** BEGIN INPUT DATA **
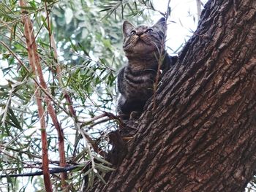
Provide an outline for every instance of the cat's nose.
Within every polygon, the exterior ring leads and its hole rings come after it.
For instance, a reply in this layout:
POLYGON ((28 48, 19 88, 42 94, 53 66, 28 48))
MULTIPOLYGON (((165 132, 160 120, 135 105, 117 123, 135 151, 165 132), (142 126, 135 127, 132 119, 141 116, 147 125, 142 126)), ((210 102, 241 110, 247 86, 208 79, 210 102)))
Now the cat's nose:
POLYGON ((138 31, 138 32, 136 33, 136 34, 137 34, 138 37, 140 37, 141 35, 143 34, 143 31, 138 31))

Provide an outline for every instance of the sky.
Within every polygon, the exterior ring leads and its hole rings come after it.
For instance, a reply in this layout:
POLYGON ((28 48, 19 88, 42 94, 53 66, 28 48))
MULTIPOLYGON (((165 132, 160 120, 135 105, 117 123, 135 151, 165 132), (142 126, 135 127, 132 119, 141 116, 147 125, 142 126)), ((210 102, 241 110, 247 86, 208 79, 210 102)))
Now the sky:
MULTIPOLYGON (((153 0, 154 7, 156 9, 162 12, 167 10, 167 0, 153 0)), ((206 0, 202 0, 204 4, 206 0)), ((196 0, 171 0, 171 13, 167 22, 167 33, 166 45, 170 48, 168 53, 175 53, 175 51, 184 45, 185 42, 192 35, 197 25, 197 15, 196 0)), ((203 8, 203 7, 202 7, 203 8)), ((157 20, 162 16, 159 14, 153 15, 153 20, 157 20)), ((7 65, 1 60, 0 65, 7 65)), ((7 84, 7 81, 3 77, 3 73, 0 66, 0 85, 7 84)))
MULTIPOLYGON (((167 0, 154 0, 154 8, 165 12, 167 9, 167 0)), ((206 0, 201 0, 205 4, 206 0)), ((173 51, 173 53, 185 41, 189 39, 197 26, 197 12, 196 0, 171 0, 170 4, 171 8, 170 17, 167 22, 167 46, 173 51)), ((203 9, 203 6, 201 7, 203 9)), ((157 22, 161 18, 160 15, 154 16, 153 20, 157 22)))

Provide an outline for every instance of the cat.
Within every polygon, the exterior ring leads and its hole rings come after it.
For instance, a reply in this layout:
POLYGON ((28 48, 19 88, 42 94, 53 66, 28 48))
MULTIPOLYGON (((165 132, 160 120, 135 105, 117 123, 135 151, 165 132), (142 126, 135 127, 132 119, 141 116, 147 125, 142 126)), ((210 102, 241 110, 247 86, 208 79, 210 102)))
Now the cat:
MULTIPOLYGON (((153 26, 142 25, 135 27, 128 21, 124 22, 123 49, 128 64, 119 71, 117 82, 118 91, 121 94, 117 111, 123 119, 130 118, 132 112, 141 113, 146 101, 153 95, 159 53, 165 41, 165 26, 164 18, 153 26)), ((177 60, 177 57, 170 56, 165 50, 162 55, 161 76, 177 60)))

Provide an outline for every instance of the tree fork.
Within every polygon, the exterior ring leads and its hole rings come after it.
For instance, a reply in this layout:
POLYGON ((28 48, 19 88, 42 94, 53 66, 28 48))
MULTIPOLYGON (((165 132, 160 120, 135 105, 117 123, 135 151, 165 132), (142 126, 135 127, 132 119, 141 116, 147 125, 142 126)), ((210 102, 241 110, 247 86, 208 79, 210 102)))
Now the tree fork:
POLYGON ((255 42, 255 0, 209 1, 128 154, 91 191, 243 191, 256 169, 255 42))

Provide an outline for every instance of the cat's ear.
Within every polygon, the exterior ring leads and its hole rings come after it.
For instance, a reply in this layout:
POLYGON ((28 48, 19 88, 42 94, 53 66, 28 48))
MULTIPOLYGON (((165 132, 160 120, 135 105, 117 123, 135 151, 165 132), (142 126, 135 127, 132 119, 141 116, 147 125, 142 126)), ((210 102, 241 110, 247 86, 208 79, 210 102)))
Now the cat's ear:
POLYGON ((159 19, 156 24, 153 26, 154 28, 157 28, 159 30, 162 31, 165 31, 165 18, 162 18, 159 19))
POLYGON ((125 20, 123 24, 123 34, 124 36, 128 36, 131 34, 132 29, 135 28, 135 26, 132 26, 131 23, 127 20, 125 20))

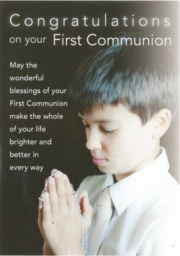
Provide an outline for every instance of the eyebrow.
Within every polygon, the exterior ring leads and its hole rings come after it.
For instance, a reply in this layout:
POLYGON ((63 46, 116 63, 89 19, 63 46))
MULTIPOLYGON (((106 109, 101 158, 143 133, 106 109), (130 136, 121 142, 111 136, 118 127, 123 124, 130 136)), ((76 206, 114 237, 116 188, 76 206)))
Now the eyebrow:
MULTIPOLYGON (((81 119, 81 120, 84 120, 85 122, 86 122, 86 121, 82 117, 78 116, 78 117, 81 119)), ((108 119, 102 119, 102 120, 96 120, 94 121, 93 123, 95 123, 95 124, 97 123, 110 123, 110 122, 117 122, 117 120, 108 120, 108 119)))

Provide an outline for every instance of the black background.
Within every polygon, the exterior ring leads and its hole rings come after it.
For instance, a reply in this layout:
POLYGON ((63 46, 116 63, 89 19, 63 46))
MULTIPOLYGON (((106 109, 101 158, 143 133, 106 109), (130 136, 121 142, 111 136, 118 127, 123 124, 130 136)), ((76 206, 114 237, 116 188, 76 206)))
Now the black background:
MULTIPOLYGON (((81 122, 77 118, 73 107, 68 108, 12 107, 10 99, 35 101, 61 101, 67 100, 67 96, 47 96, 28 94, 10 94, 9 88, 67 88, 77 66, 85 57, 94 51, 94 48, 84 42, 81 46, 53 46, 53 34, 64 34, 67 36, 81 35, 83 37, 90 33, 106 37, 117 31, 130 30, 133 28, 110 26, 93 28, 80 26, 78 27, 60 25, 56 30, 51 30, 47 23, 44 27, 15 27, 10 25, 11 14, 19 13, 23 18, 101 16, 106 13, 109 17, 122 15, 134 17, 152 18, 160 20, 165 17, 171 19, 170 27, 161 26, 158 28, 136 26, 133 30, 140 30, 154 35, 167 35, 172 38, 173 46, 178 45, 179 38, 178 2, 136 2, 136 1, 1 1, 1 145, 2 163, 1 170, 1 255, 41 255, 43 239, 37 226, 38 197, 44 188, 44 179, 50 170, 56 168, 66 173, 77 188, 83 179, 88 175, 100 174, 98 168, 93 165, 92 157, 85 148, 85 135, 81 122), (11 37, 47 37, 45 44, 11 44, 11 37), (38 64, 36 69, 24 68, 22 71, 10 69, 10 62, 26 63, 30 61, 38 64), (30 75, 44 74, 44 82, 10 82, 10 75, 30 75), (61 113, 63 121, 9 120, 10 113, 43 114, 61 113), (22 135, 9 132, 10 127, 33 127, 42 124, 46 127, 45 133, 24 133, 22 135), (9 146, 9 138, 27 138, 32 140, 52 138, 51 146, 9 146), (10 159, 9 151, 38 152, 38 158, 10 159), (10 165, 43 165, 42 172, 37 171, 10 171, 10 165)), ((172 46, 172 48, 173 48, 172 46)))

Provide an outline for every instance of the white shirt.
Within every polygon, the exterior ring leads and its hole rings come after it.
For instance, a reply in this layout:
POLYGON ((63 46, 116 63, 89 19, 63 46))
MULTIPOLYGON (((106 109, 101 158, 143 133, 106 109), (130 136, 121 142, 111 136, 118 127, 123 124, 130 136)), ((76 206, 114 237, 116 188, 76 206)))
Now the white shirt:
POLYGON ((109 174, 83 180, 77 193, 88 191, 94 213, 102 190, 111 185, 114 209, 97 255, 180 255, 180 187, 168 168, 161 148, 154 161, 117 183, 109 174))

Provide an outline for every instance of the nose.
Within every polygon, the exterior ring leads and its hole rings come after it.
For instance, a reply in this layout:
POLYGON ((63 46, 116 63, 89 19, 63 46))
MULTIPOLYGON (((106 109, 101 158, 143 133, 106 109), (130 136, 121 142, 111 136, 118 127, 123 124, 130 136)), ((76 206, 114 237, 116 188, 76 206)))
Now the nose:
POLYGON ((89 129, 89 130, 86 132, 86 147, 88 149, 94 150, 102 149, 100 135, 98 134, 97 132, 93 132, 89 129))

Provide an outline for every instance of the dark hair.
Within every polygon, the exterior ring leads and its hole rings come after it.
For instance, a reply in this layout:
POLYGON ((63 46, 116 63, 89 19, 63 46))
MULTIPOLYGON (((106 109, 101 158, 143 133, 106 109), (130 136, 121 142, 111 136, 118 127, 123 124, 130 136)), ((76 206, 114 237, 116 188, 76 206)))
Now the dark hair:
MULTIPOLYGON (((119 35, 134 38, 139 35, 119 35)), ((81 114, 94 104, 122 104, 142 124, 164 108, 175 112, 178 73, 171 46, 114 44, 100 49, 78 69, 70 94, 81 114)))

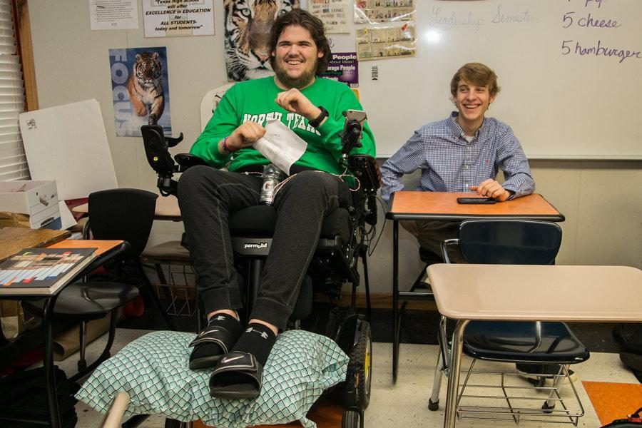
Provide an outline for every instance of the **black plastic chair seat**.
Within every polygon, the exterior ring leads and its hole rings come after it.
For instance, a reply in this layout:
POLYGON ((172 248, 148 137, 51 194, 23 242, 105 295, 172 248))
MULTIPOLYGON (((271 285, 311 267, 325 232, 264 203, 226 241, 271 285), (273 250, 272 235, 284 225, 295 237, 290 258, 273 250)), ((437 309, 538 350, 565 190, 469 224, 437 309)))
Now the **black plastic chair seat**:
MULTIPOLYGON (((102 318, 138 295, 136 286, 122 282, 74 282, 65 287, 54 306, 56 320, 87 321, 102 318)), ((42 317, 44 300, 24 301, 23 306, 42 317)))
POLYGON ((464 332, 464 353, 478 360, 575 364, 588 350, 564 322, 540 322, 538 341, 533 322, 472 321, 464 332))
MULTIPOLYGON (((248 207, 230 216, 230 231, 232 236, 270 237, 276 222, 277 212, 273 206, 248 207)), ((337 236, 343 242, 350 239, 350 218, 345 208, 337 208, 328 214, 321 226, 320 238, 332 239, 337 236)))
MULTIPOLYGON (((430 250, 424 248, 423 247, 419 247, 419 259, 427 265, 444 263, 444 259, 441 255, 435 254, 430 250)), ((425 270, 425 268, 424 270, 425 270)))

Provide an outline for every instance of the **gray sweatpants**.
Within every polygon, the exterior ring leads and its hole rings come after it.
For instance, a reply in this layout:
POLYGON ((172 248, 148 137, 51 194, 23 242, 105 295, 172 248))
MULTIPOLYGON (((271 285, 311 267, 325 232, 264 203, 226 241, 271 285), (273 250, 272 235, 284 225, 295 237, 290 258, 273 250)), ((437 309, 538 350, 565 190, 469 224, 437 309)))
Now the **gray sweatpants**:
MULTIPOLYGON (((242 307, 229 219, 258 205, 262 183, 260 175, 203 165, 189 168, 178 180, 178 203, 205 313, 242 307)), ((285 328, 323 218, 339 206, 340 187, 345 185, 330 174, 303 171, 277 193, 277 224, 250 319, 285 328)))

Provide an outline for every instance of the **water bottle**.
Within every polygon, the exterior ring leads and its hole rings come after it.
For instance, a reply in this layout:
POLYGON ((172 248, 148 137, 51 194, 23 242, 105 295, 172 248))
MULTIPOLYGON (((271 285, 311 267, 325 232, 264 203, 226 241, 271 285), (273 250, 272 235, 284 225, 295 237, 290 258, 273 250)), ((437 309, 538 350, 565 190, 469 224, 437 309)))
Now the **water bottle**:
POLYGON ((263 167, 263 187, 261 188, 261 196, 259 203, 272 205, 274 202, 274 189, 281 180, 283 173, 275 165, 268 163, 263 167))

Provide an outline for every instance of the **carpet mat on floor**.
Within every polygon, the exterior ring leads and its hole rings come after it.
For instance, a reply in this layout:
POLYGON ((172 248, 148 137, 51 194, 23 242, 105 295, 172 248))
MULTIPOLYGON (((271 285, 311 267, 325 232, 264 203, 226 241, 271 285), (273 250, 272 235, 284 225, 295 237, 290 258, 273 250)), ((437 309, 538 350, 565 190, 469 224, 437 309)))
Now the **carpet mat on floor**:
POLYGON ((642 407, 642 384, 583 381, 602 425, 624 419, 642 407))

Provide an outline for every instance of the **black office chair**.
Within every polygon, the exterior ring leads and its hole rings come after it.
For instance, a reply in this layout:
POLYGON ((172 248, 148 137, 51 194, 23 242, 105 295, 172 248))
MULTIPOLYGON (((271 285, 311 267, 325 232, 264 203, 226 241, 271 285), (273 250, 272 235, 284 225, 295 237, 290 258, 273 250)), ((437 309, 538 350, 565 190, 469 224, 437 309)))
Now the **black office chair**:
MULTIPOLYGON (((464 258, 470 263, 551 265, 554 263, 561 243, 561 229, 554 223, 526 220, 469 220, 460 225, 458 238, 444 241, 442 249, 447 263, 449 263, 447 251, 448 247, 457 245, 464 258)), ((497 280, 519 281, 519 278, 497 278, 497 280)), ((533 292, 537 292, 537 290, 534 290, 533 292)), ((551 298, 555 297, 551 296, 551 298)), ((449 340, 444 317, 440 322, 439 342, 440 354, 429 402, 429 409, 431 410, 439 408, 442 373, 447 373, 449 370, 449 340), (439 365, 440 361, 442 365, 439 365)), ((463 352, 473 360, 457 398, 459 417, 472 417, 473 415, 492 419, 492 415, 501 414, 504 419, 500 417, 500 420, 509 419, 517 422, 520 420, 546 422, 546 419, 556 417, 576 424, 577 419, 584 414, 584 408, 570 378, 567 365, 586 361, 589 353, 566 323, 472 321, 464 331, 463 352), (531 374, 548 377, 553 386, 546 387, 544 382, 540 382, 534 387, 519 384, 507 387, 504 383, 508 376, 506 373, 491 372, 501 376, 504 395, 500 397, 508 403, 508 408, 499 408, 497 405, 489 407, 491 408, 482 407, 467 404, 467 402, 462 404, 462 397, 467 399, 472 397, 464 394, 467 387, 476 388, 480 386, 472 384, 470 380, 476 373, 474 368, 478 360, 516 363, 521 367, 531 367, 531 374), (546 374, 546 370, 539 370, 551 365, 559 367, 559 370, 546 374), (568 379, 572 387, 579 404, 579 411, 577 412, 574 413, 568 409, 559 395, 559 387, 564 378, 568 379), (516 402, 524 403, 525 400, 532 398, 516 395, 516 391, 526 389, 546 393, 547 397, 541 408, 514 407, 516 402), (561 404, 563 408, 555 409, 556 403, 561 404), (538 417, 541 419, 535 419, 538 417)), ((520 376, 524 374, 526 374, 522 373, 520 376)), ((535 399, 543 399, 535 397, 535 399)))
MULTIPOLYGON (((158 297, 143 272, 139 257, 151 231, 158 195, 138 189, 113 189, 89 195, 87 233, 97 240, 118 240, 127 243, 126 250, 105 266, 110 274, 101 280, 95 277, 65 287, 54 308, 54 320, 80 323, 80 359, 76 380, 84 377, 109 357, 118 321, 118 309, 139 295, 139 290, 152 302, 158 297), (128 268, 131 266, 132 268, 128 268), (128 270, 130 269, 130 270, 128 270), (133 269, 133 272, 131 269, 133 269), (135 274, 131 275, 131 274, 135 274), (130 275, 134 277, 130 277, 130 275), (101 356, 87 366, 85 360, 86 323, 111 314, 107 345, 101 356)), ((42 317, 44 300, 23 302, 26 309, 42 317)), ((160 306, 157 305, 157 308, 160 306)), ((164 311, 161 311, 164 315, 164 311)))
MULTIPOLYGON (((305 318, 312 311, 313 290, 321 291, 333 299, 340 296, 344 282, 352 285, 352 306, 356 304, 357 287, 360 282, 358 271, 360 258, 363 264, 365 288, 368 315, 370 312, 370 287, 366 255, 369 243, 367 225, 376 222, 376 193, 381 185, 381 176, 374 158, 348 153, 358 146, 361 128, 346 126, 344 133, 343 160, 359 179, 360 189, 351 193, 347 203, 330 213, 322 225, 319 243, 308 275, 302 284, 299 299, 291 320, 305 318)), ((176 181, 172 176, 193 165, 202 164, 198 158, 179 154, 172 158, 168 148, 178 144, 178 138, 165 137, 160 127, 141 127, 146 153, 150 165, 158 175, 158 186, 163 195, 177 193, 176 181), (175 158, 178 165, 174 162, 175 158)), ((251 307, 259 284, 261 268, 271 247, 276 224, 277 213, 272 206, 257 205, 234 213, 230 219, 233 246, 236 263, 245 280, 246 312, 251 307)), ((188 245, 189 243, 188 243, 188 245)), ((344 404, 348 409, 344 415, 346 426, 363 427, 363 410, 370 401, 372 364, 372 335, 370 324, 362 316, 351 313, 342 322, 330 323, 325 332, 335 339, 343 350, 358 358, 350 365, 344 392, 344 404), (357 355, 357 354, 359 354, 357 355), (366 367, 367 366, 367 367, 366 367), (350 421, 350 422, 347 422, 350 421)))

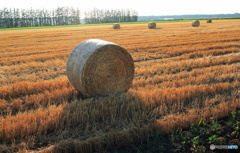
** END INPUT DATA **
TASK PROMPT: Copy verbatim the lines of the entries from the line with "Provide an outline for every instance of the **black office" to the line with "Now the **black office", both included.

PROBLEM SOLUTION:
Provide an outline for every instance of the **black office chair**.
Within every polygon, the exterior ring leads and its hole rings come after it.
For instance, a reply in this layout:
POLYGON ((172 248, 148 137, 51 194, 23 242, 105 295, 172 248))
MULTIPOLYGON (((271 285, 311 267, 325 232, 264 203, 226 241, 271 285), (273 250, 272 235, 284 225, 295 237, 290 258, 273 250)), ((437 309, 538 350, 565 190, 469 224, 437 309)))
Now the **black office chair**:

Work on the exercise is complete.